▶ [Passage provided]:

########

I got my babyhawk mt here on the mdc trading post for only 50 bucks!

and i see them on tbw for really cheap, too


----------



## Quirky (Jun 18, 2002)

definitely a mei tai -- you can't do safe back carries with a Moby. (not unless you're a super-experienced babywearer in any event in which case you wouldn't use a Moby for a back carry anyway!)

I'd get a tall-bodied one such as a Kozy or a ToddlerHawk because then you can use it for a high back carry with your new baby (see the Kozy website for instructions). There is nothing better than being hands-free with your newborn on your back! (with practice of course!) But even if you don't want to do the high back carry, they're awesome for newborns/small babies and you can transition to a regular back carry when your baby is 6 months or so.


----------



## mntnmom (Sep 21, 2006)

If you need something quick to put on, look at buckle mei tais, they might be the best of both worlds for you.

########

▶ [What to work on]: Carry on the babywearing forum thread from its final line. The records come from a separate source.

(Dataset entries)
########

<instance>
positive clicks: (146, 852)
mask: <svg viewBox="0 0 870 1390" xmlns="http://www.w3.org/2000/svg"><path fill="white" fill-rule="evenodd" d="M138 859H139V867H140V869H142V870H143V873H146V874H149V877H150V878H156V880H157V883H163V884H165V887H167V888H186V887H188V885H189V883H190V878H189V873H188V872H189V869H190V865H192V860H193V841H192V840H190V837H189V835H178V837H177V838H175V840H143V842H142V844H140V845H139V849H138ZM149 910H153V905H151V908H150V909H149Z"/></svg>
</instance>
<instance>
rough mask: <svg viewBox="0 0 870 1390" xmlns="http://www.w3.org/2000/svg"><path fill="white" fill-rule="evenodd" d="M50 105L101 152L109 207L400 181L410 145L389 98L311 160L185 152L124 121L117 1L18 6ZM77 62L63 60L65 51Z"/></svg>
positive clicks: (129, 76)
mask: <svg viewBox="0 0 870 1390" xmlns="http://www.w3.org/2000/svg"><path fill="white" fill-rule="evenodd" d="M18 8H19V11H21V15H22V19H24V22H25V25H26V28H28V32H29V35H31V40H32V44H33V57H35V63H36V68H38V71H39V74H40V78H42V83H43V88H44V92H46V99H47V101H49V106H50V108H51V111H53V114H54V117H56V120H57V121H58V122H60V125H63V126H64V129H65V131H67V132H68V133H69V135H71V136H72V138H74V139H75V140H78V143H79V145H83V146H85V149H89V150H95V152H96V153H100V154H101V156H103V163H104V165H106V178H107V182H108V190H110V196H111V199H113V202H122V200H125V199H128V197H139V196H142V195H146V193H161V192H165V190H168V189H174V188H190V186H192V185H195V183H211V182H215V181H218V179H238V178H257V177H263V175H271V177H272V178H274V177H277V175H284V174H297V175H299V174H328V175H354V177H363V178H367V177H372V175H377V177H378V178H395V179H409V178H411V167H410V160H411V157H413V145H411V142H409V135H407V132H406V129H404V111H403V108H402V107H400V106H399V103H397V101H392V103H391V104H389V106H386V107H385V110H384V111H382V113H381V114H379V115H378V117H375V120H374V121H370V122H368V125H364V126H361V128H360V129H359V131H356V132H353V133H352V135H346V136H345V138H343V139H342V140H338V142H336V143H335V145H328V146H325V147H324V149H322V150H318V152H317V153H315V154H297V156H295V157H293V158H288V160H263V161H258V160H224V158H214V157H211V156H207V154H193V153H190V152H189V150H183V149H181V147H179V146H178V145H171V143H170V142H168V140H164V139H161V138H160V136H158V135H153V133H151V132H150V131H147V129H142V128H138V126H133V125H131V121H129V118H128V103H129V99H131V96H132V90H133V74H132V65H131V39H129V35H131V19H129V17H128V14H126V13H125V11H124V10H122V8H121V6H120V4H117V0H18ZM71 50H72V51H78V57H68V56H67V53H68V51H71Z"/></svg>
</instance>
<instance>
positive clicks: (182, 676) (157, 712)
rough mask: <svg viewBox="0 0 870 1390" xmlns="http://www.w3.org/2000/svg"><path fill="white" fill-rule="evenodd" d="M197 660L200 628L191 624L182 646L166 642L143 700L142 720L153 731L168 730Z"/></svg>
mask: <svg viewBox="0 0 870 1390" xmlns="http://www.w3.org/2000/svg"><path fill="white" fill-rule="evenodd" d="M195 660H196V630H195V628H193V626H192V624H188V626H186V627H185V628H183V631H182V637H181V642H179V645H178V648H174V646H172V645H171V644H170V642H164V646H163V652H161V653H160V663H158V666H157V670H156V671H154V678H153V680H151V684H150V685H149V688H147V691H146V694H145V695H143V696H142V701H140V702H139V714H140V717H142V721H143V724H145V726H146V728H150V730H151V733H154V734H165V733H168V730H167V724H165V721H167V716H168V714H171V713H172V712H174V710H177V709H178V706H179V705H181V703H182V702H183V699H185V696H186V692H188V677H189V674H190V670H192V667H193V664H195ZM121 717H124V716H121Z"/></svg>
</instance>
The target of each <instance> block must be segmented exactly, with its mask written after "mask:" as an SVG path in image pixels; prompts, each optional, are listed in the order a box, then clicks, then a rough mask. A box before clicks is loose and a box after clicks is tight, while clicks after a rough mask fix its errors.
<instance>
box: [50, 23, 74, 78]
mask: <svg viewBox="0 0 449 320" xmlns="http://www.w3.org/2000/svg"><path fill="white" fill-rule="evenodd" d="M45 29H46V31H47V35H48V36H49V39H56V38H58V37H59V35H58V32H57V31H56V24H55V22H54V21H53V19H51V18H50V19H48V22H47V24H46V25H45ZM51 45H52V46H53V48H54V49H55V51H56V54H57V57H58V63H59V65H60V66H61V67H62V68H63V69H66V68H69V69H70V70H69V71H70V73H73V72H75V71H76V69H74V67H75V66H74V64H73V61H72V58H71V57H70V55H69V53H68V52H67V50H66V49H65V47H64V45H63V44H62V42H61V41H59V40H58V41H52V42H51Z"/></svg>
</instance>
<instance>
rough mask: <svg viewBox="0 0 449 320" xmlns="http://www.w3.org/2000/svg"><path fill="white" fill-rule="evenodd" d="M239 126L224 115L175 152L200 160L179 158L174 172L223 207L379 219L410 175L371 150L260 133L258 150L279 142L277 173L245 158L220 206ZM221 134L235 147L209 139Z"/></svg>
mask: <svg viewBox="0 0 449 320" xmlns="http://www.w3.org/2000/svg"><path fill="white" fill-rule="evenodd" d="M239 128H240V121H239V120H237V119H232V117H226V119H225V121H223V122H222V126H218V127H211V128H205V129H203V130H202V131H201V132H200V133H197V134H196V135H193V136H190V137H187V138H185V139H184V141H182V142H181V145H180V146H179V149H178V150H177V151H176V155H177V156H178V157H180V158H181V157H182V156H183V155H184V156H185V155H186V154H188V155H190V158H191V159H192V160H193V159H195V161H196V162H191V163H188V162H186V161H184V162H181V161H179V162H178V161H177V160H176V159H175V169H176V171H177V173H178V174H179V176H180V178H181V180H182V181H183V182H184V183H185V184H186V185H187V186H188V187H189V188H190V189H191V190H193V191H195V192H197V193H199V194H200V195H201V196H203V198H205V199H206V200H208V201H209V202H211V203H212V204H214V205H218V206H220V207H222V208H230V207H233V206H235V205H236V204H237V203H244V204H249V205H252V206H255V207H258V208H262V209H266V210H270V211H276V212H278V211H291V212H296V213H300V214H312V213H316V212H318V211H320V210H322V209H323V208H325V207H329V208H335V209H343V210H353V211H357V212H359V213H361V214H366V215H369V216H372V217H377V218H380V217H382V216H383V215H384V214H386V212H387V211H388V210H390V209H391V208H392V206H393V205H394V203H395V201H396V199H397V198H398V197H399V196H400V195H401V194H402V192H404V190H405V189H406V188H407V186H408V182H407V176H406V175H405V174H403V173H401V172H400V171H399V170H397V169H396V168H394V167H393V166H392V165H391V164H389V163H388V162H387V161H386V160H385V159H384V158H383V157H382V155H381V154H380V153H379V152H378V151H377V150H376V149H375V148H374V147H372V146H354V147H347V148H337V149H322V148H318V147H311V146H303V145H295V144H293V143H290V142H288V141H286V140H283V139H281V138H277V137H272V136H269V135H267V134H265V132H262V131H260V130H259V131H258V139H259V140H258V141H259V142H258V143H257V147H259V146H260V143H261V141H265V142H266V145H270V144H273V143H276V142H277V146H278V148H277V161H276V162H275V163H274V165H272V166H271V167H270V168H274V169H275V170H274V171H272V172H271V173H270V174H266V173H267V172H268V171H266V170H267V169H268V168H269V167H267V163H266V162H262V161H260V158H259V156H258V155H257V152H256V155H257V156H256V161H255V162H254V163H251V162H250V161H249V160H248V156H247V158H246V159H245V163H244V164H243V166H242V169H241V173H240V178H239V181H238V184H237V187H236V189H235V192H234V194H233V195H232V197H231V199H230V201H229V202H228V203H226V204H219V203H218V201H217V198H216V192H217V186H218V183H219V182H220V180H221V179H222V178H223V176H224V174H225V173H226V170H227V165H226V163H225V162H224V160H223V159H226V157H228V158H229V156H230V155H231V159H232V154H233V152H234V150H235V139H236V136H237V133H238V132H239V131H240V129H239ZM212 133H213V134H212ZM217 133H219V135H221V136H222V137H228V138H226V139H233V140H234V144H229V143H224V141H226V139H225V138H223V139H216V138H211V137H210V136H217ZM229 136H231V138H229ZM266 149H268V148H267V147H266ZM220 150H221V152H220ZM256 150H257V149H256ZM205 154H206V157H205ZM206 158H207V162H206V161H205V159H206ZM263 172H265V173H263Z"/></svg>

########

▶ [Output for this task]:
Though if cost is a big issue, you can *make* a mei tai to see if it works out!


----------



## Kelly1101 (Oct 9, 2008)

I've been checking out the buckle mei tais and tie-on mei tais, and wondering which I should go for. It seems that the tie-ons are more adjustable and flexible, but the buckles are easier-- but really is it that hard to learn to tie it on? My big concern is, are the tie-ons as sturdy and secure? The ties don't slip?

And as for which one to get, most of the ones I'm seeing online are 70-90 bucks, but then there are all these on Ebay: http://cgi.ebay.com/ws/eBayISAPI.dll...=263602_263622

There are about 2 million of them for sale by this same vendor... all for about 20-25 dollars... but why are they so cheap? Should I be scared of the quality? Anyone have an opinion?


----------



## maotmsmi (Nov 20, 2007)

.


----------



## Quirky (Jun 18, 2002)

Quote:


Originally Posted by *Kelly1101*

And as for which one to get, most of the ones I'm seeing online are 70-90 bucks, but then there are all these on Ebay: http://cgi.ebay.com/ws/eBayISAPI.dll...=263602_263622

There are about 2 million of them for sale by this same vendor... all for about 20-25 dollars... but why are they so cheap? Should I be scared of the quality? Anyone have an opinion?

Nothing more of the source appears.